- Text excerpt
= Beginning of Section =
Design and validation of a tunable inertial microfluidic system for the efficient enrichment of circulating tumor cells in blood
Alejandro Rodríguez-Pena 1 2 , Estibaliz Armendariz 3 , Alvaro Oyarbide 1 2 , Xabier Morales 1 2 , Sergio Ortiz-Espinosa 1 2 4 , Borja Ruiz-Fernández de Córdoba 1 2 , Denis Cochonneau 5 , Iñaki Cornago 3 , Dominique Heymann 5 6 , Josepmaría Argemi 7 8 , Delia D'Avola 7 8 , Bruno Sangro 7 8 , Fernando Lecanda 1 2 9 10 , Ruben Pio 1 2 4 9 , Iván Cortés-Domínguez 1 2 , Carlos Ortiz-de-Solórzano 1 2 9
The analysis of circulating tumor cells (CTCs) in blood is a powerful noninvasive alternative to conventional tumor biopsy. Inertial-based separation is a promising high-throughput, marker-free sorting strategy for the enrichment and isolation of CTCs.
Here, we present and validate a double spiral microfluidic device that efficiently isolates CTCs with a fine-tunable cut-off value of 9 μm and a separation range of 2 μm.
We designed the device based on computer simulations that introduce a novel, customized inertial force term, and provide practical fabrication guidelines. We validated the device using calibration beads, which allowed us to refine the simulations and redesign the device.
Then we validated the redesigned device using blood samples and a murine model of metastatic breast cancer. Finally, as a proof of principle, we tested the device using peripheral blood from a patient with hepatocellular carcinoma, isolating more than 17 CTCs/ml, with purity/removal values of 96.03% and 99.99% of white blood cell and red blood cells, respectively.
These results confirm highly efficient CTC isolation with a stringent cut-off value and better separation results than the state of the art.
= End of Section =
Stored data entries:
= Beginning of Section =
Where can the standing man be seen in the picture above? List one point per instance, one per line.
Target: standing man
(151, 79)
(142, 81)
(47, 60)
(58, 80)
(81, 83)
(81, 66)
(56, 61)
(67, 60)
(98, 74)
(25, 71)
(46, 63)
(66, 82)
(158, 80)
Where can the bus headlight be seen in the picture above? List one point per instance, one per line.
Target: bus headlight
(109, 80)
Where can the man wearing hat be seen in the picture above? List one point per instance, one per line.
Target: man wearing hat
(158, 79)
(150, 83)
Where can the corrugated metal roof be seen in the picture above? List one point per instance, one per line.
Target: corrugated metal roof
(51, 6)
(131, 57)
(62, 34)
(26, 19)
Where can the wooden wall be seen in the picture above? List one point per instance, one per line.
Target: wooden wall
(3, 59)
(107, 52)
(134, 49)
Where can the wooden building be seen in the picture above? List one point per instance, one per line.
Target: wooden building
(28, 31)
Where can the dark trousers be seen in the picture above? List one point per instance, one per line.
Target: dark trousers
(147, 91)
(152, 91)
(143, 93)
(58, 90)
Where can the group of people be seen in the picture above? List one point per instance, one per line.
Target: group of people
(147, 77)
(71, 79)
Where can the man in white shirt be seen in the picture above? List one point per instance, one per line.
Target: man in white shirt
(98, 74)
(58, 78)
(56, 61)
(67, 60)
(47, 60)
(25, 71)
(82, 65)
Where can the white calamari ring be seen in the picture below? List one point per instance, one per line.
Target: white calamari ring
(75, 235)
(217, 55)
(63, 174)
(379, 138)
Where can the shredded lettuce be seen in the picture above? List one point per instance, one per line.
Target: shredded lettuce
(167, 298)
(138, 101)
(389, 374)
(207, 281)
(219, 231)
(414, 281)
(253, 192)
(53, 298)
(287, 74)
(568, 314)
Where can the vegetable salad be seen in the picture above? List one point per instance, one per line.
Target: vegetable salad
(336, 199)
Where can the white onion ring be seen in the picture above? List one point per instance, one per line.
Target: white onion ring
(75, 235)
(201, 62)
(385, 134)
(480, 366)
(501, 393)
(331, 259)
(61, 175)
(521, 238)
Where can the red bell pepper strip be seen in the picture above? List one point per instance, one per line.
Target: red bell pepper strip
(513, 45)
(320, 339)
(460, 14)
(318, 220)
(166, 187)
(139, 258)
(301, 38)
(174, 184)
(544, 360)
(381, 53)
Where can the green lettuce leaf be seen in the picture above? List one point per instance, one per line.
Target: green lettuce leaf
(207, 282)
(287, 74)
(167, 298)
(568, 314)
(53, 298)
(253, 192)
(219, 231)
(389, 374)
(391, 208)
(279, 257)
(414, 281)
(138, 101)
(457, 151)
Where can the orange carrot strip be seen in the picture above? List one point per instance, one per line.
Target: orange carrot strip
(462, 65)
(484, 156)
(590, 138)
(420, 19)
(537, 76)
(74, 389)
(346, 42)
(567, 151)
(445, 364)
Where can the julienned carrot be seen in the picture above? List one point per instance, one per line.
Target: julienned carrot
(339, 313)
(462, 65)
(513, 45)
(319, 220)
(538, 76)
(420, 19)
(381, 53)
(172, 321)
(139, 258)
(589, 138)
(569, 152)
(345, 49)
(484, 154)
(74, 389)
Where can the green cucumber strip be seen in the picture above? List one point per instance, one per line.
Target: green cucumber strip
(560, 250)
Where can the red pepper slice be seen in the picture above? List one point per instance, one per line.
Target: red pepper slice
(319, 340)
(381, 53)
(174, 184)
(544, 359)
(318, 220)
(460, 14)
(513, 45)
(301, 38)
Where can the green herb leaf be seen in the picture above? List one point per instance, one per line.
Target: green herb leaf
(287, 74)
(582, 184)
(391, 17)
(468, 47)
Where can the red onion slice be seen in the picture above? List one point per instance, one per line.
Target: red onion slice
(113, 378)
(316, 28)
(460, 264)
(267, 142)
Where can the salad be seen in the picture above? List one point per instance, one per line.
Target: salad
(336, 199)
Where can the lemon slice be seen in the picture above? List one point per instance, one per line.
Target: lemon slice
= End of Section =
- Problem requirements
Can you reproduce, word for word, everything in the abstract on the inertial microfluidic device from "Then we validated" down to "blood cells, respectively."?

- Reply
Then we validated the redesigned device using blood samples and a murine model of metastatic breast cancer. Finally, as a proof of principle, we tested the device using peripheral blood from a patient with hepatocellular carcinoma, isolating more than 17 CTCs/ml, with purity/removal values of 96.03% and 99.99% of white blood cell and red blood cells, respectively.